[TEXT BLOCK]
──────────────────────────────

Campfield Market Hall, Manchester

Hadley Fraser as Kasparov in The Machine
Hadley Fraser as Kasparov in The Machine
© Helen Maybanks

Who would have thought a play about chess with a title as mundane as The Machine could be so thrilling? Expecting something worthy but dull I was out manoeuvred at every turn and checkmated left, right and centre.

This is not just a play but a happening – an event. The centrepiece of the show is the match that took place in 1997 – we are in that studio audience. But as tension builds the action moves around in time and place to reveal how the whole amazing fixture came to be and where these people had come from.

As the computer reveals its human face in the people who programmed it Garry and his entourage become more driven.

Josie Rourke directs a huge team with such dexterity. In a blink the production switches from the spectacle of choreographed computers and balletic chess moves to inside the beating hearts of the people involved. It is a breath taking and riveting ride.

──────────────────────────────

[LIST OF TASKS]
1. List every personal name that appears in the review of The Machine, in order of appearance.
2. According to the review of The Machine, in what year did the match at the center of the show take place?
3. Reproduce the review of The Machine word for word between "This is not" and "and riveting ride.", inclusive.
Rely only on the review of The Machine when answering.

[AVAILABLE DATA]
──────────────────────────────

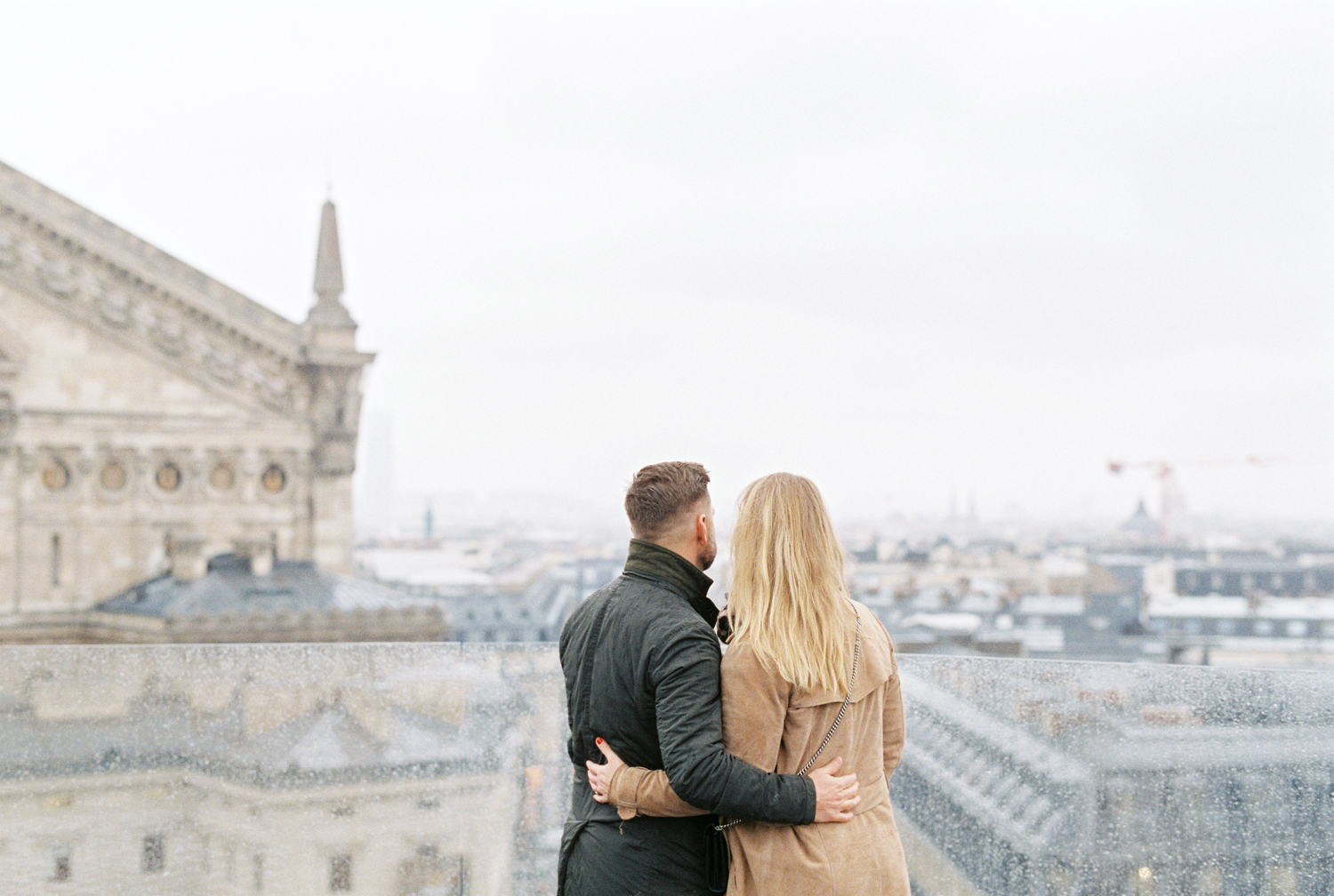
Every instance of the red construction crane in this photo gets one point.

──────────────────────────────

[RESULTS FOR THE EXERCISE]
1. Hadley Fraser, Kasparov, Helen Maybanks, Garry, Josie Rourke

2. 1997

3.
This is not just a play but a happening – an event. The centrepiece of the show is the match that took place in 1997 – we are in that studio audience. But as tension builds the action moves around in time and place to reveal how the whole amazing fixture came to be and where these people had come from.

As the computer reveals its human face in the people who programmed it Garry and his entourage become more driven.

Josie Rourke directs a huge team with such dexterity. In a blink the production switches from the spectacle of choreographed computers and balletic chess moves to inside the beating hearts of the people involved. It is a breath taking and riveting ride.